* Goal of the exercise: The expected answer is a bare count of the lines in the data below that contain "bridal".

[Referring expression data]
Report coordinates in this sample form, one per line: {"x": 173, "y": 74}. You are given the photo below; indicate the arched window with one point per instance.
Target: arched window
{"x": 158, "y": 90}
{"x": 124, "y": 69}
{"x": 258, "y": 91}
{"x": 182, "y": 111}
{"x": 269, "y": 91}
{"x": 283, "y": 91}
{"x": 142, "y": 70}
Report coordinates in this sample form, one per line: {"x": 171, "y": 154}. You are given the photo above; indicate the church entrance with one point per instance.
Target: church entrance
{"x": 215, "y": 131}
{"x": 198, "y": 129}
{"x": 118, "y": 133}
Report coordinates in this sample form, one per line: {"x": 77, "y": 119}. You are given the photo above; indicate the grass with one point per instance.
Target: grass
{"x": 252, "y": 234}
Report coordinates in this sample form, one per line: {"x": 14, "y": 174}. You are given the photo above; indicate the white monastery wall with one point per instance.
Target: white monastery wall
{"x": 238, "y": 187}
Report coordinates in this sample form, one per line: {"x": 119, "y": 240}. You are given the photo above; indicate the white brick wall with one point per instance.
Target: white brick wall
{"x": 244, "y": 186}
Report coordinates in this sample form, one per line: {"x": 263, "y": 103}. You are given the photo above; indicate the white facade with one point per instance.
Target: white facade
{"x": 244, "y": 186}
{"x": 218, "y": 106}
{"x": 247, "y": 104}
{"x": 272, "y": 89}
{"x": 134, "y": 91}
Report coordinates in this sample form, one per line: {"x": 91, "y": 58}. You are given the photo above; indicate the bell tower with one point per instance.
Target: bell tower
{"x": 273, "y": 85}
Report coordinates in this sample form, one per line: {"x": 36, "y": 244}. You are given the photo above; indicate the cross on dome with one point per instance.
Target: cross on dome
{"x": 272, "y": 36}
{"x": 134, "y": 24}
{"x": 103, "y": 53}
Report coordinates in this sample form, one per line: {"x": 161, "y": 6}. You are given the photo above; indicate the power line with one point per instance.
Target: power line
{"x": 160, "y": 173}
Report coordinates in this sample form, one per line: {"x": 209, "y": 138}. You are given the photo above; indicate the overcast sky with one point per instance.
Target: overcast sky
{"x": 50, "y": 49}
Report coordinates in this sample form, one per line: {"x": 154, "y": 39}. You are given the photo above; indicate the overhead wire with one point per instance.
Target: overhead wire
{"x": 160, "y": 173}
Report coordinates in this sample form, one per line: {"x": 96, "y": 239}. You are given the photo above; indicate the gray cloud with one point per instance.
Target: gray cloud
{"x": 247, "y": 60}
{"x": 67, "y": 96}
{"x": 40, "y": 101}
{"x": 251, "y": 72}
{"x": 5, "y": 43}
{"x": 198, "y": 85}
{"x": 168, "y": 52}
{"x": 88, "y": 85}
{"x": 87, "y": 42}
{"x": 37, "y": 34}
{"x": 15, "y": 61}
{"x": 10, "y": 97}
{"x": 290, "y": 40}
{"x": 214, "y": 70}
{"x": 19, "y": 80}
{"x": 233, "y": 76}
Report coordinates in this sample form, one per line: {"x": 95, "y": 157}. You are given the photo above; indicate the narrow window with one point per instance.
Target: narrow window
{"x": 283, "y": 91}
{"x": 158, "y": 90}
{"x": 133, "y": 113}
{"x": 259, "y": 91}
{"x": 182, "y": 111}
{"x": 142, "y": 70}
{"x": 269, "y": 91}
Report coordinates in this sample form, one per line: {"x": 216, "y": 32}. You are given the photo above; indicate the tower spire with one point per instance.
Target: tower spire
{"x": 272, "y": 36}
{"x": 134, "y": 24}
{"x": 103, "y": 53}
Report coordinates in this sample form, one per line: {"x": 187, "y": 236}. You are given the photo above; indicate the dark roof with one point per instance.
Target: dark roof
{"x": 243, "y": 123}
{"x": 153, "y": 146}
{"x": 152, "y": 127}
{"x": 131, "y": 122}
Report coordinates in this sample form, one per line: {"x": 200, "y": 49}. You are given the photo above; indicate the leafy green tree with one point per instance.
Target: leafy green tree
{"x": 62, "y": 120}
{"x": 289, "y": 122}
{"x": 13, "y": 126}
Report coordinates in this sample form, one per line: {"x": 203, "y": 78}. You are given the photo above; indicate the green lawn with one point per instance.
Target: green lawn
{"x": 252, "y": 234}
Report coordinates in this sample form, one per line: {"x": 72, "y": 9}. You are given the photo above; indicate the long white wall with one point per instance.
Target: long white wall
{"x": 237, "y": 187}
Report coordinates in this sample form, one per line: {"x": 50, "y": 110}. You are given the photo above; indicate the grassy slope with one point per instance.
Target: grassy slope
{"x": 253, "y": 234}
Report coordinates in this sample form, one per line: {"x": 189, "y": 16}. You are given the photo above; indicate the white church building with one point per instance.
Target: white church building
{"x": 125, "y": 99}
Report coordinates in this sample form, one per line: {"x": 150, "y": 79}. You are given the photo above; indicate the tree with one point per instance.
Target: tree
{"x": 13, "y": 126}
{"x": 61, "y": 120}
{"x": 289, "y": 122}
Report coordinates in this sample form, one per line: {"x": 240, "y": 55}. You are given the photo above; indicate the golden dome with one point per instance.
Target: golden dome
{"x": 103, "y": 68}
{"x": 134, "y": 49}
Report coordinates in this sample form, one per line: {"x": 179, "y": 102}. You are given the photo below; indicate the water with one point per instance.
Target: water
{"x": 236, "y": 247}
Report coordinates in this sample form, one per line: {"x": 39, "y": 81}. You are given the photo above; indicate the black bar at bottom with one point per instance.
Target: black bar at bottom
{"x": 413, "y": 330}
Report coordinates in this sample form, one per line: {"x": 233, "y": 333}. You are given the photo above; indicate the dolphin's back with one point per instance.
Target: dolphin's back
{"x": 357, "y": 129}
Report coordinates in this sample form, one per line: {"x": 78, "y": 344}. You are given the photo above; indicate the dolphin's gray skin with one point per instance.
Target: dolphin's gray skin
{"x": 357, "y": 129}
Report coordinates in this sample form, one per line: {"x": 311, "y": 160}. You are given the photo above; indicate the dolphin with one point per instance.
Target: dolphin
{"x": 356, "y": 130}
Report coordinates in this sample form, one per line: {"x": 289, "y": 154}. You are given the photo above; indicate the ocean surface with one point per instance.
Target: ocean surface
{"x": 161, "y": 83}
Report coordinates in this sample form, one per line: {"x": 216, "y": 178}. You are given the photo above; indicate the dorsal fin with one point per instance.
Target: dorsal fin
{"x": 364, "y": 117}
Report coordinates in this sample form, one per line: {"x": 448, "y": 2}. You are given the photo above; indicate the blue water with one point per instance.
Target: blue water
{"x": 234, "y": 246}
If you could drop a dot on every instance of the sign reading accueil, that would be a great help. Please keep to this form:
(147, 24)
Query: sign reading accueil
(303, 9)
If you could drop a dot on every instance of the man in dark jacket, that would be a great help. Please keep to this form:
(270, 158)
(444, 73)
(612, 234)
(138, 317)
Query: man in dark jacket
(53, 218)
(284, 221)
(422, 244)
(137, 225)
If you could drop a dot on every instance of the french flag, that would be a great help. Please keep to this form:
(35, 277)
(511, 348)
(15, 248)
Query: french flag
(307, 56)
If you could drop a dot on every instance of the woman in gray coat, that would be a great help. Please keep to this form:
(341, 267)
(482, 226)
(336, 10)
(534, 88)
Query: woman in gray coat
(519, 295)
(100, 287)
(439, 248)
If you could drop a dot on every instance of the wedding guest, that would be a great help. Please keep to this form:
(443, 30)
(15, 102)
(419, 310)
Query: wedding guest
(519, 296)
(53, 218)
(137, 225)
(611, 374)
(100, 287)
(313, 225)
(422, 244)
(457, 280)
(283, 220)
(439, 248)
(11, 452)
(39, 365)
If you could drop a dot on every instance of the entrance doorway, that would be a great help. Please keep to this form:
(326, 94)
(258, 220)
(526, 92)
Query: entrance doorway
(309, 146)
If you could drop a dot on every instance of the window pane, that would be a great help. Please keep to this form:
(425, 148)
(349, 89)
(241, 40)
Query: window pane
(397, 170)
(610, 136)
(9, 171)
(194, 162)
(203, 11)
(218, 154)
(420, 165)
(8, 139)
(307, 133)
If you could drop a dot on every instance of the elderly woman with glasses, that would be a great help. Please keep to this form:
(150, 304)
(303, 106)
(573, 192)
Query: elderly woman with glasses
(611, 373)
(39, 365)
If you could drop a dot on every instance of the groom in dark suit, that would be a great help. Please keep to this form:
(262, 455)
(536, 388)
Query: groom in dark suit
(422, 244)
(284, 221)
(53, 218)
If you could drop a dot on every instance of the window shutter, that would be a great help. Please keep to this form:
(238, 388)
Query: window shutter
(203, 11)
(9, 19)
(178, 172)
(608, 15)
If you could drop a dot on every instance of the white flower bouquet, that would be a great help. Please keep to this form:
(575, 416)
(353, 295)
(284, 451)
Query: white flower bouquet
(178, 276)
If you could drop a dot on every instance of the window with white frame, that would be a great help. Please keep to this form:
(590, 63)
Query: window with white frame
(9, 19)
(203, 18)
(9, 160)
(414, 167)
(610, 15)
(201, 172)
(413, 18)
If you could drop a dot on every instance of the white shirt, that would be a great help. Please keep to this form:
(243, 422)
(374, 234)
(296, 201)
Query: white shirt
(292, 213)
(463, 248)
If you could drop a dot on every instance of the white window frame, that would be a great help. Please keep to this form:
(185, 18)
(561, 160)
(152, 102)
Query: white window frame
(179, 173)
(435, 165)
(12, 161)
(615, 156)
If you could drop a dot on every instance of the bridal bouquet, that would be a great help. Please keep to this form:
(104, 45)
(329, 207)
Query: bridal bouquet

* Output for this task: 2